• Page

┌────────

Question

Prove that quadrilateral formed by the intersection of angle bisectors of all angles of a parallelogram is a rectangle. (Figure 5.24)




Ans btaiye.

Answer 1

Hello Mate!

Given : ABCD is ||gm whose angle bisectors meet to form EFGH.

To prove : EFGH is rectangle

Proof : < BAD + < ADC = 180°

½ <BAD + ½ <ADC = 90°

< DAH + < ADH = 90°

In ∆ ADH

< DAH + < ADH + < AHD = 180°

90° + < AHD = 180°

< AHD = 90°

< AHD = < GHE = 90° ( Vertically opp. angles ]

Similarly, < HGF = < GFE = < HEF = 90°

Hence, all angles are 90° so EFGH is rectangle.

Hence proved

Have great future ahead!

Answer 2

Let QWER be a parallelogram 

To prove Quadrilateral LMNO is a rectangle.

Hence :-

QWER is a parallelogram, then RE || QW and RQ is a transversal.

∠Q +∠R= 180°

⇒ 1/2 ∠M +  1/2 ∠N= 90° [dividing both sides by 2]

∠OQR + ∠ORQ = 90°

∠QOR = 90°   

∴ ∠LON = 90° and ∠LMN = 90°     [vertically opposite angles]

∠MNO = 90°and ∠MLO = 90° [V●O●A]

So, LMNO is a quadrilateral whose each angle is 90°.

Hence, LMNO is a rectangle

└────────

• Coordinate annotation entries

┌────────

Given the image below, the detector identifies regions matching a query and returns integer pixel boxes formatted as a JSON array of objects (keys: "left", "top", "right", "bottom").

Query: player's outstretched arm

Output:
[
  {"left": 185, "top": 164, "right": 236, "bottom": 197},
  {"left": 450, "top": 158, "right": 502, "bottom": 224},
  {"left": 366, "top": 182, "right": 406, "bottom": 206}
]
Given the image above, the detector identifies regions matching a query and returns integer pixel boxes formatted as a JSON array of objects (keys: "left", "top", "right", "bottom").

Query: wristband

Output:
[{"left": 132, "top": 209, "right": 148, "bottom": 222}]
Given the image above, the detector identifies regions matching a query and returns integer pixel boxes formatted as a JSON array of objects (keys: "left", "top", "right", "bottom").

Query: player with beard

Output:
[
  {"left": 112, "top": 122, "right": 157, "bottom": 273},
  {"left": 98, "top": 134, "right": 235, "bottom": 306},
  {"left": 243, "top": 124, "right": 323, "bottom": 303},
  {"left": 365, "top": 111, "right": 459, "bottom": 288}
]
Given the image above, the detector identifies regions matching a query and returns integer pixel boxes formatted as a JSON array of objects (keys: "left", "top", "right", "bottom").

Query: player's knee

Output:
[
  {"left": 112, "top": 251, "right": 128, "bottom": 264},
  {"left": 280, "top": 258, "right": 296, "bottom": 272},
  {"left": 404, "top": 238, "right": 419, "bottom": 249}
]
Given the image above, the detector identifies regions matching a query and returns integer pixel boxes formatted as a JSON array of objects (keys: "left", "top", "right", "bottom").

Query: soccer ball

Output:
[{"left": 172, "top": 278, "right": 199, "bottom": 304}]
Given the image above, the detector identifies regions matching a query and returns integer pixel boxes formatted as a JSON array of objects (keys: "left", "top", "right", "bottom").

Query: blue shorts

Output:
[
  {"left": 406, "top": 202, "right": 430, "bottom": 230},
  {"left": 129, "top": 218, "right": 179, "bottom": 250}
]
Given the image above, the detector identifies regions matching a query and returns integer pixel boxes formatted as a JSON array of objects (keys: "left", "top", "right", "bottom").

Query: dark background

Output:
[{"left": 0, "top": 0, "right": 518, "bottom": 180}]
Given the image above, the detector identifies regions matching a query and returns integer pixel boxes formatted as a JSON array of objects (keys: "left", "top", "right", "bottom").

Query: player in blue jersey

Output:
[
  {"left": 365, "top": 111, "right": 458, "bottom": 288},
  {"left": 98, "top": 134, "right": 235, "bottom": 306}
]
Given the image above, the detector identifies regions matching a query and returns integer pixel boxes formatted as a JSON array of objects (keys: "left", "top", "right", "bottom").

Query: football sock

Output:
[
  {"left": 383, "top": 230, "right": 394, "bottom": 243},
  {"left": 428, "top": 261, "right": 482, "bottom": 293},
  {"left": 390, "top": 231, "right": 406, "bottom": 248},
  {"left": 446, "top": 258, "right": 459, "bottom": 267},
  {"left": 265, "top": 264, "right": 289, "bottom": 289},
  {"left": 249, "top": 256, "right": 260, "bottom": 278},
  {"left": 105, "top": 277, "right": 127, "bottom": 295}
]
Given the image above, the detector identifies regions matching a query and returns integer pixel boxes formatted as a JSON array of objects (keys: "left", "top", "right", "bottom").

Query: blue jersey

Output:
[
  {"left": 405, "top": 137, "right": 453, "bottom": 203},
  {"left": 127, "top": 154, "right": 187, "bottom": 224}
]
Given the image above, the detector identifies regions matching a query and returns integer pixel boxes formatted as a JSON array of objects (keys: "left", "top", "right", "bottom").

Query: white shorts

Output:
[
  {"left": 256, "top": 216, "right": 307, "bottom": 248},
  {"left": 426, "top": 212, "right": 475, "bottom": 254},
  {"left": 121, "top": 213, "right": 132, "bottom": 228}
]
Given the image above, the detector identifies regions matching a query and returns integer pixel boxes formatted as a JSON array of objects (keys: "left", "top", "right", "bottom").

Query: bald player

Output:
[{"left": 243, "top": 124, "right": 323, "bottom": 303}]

└────────
┌────────

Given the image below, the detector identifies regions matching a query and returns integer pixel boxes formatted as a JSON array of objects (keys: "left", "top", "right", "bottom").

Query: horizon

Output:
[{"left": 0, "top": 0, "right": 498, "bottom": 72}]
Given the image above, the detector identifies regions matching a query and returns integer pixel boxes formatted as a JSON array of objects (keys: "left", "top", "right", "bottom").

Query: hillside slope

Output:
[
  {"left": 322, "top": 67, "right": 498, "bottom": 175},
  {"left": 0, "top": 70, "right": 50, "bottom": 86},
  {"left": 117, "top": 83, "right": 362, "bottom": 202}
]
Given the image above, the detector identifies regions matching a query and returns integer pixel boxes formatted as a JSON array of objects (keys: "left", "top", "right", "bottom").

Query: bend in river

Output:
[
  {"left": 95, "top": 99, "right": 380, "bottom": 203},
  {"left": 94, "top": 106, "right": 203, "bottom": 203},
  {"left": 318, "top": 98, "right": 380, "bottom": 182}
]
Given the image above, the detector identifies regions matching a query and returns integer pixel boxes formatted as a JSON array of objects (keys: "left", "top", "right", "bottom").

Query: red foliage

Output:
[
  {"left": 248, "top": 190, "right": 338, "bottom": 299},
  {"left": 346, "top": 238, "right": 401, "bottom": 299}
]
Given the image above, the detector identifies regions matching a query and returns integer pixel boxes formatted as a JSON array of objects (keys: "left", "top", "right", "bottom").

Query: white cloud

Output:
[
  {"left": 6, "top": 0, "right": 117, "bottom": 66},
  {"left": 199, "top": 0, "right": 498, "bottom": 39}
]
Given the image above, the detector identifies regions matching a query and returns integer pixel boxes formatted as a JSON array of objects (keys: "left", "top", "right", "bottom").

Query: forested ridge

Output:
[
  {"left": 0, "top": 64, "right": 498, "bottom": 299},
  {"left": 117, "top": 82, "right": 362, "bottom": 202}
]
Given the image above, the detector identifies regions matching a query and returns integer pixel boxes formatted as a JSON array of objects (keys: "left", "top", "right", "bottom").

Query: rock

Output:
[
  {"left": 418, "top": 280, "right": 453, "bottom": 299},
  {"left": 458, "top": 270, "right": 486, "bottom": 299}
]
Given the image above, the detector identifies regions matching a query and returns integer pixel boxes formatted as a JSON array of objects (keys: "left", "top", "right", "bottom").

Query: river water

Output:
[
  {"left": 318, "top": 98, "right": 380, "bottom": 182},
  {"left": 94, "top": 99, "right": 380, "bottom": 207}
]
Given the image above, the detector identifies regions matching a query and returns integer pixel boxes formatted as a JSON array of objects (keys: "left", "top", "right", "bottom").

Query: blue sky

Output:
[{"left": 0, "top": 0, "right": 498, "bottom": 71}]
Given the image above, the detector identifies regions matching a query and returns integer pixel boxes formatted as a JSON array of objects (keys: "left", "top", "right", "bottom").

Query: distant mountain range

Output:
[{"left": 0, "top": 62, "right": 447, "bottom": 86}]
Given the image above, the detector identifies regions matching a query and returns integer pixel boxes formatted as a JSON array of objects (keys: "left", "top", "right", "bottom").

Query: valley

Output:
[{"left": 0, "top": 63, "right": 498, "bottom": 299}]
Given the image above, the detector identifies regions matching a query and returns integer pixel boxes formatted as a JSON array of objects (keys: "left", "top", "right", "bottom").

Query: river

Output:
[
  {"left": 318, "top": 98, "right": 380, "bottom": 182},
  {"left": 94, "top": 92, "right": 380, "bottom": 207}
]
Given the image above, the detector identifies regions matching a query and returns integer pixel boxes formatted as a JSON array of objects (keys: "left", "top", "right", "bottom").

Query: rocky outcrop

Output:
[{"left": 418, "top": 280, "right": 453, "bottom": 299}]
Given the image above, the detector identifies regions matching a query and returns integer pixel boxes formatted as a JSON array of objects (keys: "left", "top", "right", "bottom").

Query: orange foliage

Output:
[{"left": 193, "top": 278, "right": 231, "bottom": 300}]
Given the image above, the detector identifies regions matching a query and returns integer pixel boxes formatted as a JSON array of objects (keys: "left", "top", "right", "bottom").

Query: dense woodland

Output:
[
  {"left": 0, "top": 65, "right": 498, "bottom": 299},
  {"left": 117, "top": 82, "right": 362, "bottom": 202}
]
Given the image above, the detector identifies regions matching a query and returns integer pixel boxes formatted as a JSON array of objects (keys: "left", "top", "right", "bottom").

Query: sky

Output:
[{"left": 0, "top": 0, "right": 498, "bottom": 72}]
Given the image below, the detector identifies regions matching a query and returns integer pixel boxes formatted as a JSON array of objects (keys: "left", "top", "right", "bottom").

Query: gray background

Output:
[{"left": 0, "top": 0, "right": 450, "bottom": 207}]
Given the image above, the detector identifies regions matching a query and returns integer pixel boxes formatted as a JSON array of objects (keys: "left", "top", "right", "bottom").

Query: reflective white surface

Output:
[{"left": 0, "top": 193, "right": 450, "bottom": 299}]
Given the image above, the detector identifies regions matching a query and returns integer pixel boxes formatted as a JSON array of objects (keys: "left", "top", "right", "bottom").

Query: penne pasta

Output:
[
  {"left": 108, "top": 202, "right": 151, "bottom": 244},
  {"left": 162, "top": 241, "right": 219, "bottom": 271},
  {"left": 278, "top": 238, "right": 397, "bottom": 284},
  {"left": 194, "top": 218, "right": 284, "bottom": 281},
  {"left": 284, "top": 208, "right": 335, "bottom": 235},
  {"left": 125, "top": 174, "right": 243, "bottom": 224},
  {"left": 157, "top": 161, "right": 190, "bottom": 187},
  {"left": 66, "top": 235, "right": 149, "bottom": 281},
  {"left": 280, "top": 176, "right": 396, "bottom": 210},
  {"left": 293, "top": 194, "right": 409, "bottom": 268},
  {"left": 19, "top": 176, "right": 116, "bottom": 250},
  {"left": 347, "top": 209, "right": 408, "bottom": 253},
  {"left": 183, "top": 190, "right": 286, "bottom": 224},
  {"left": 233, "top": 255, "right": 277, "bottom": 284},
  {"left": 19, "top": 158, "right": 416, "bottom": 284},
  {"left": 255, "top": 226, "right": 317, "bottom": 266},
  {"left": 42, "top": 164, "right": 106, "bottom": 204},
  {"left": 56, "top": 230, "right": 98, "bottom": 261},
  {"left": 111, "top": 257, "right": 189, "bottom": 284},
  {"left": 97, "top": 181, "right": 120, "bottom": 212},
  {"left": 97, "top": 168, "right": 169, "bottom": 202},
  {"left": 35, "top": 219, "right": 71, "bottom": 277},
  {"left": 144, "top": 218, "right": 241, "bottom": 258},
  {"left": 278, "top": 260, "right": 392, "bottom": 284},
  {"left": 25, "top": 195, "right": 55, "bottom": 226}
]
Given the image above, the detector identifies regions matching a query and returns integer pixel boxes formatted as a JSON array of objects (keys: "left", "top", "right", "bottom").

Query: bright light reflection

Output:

└────────

• Brief
Say whether each statement below agrees with the thread on the angle bisectors of a parallelogram, answering yes or no and quoting the words of the thread that decide it.
1. In the first answer, EFGH is formed where the angle bisectors of parallelogram ABCD meet.
2. The second answer names its parallelogram ABCD.
3. The first answer concludes that EFGH is a square.

• Solved problem
1. Yes: "Given : ABCD is ||gm whose angle bisectors meet to form EFGH."
2. No: "Let QWER be a parallelogram"
3. No: "Hence, all angles are 90° so EFGH is rectangle."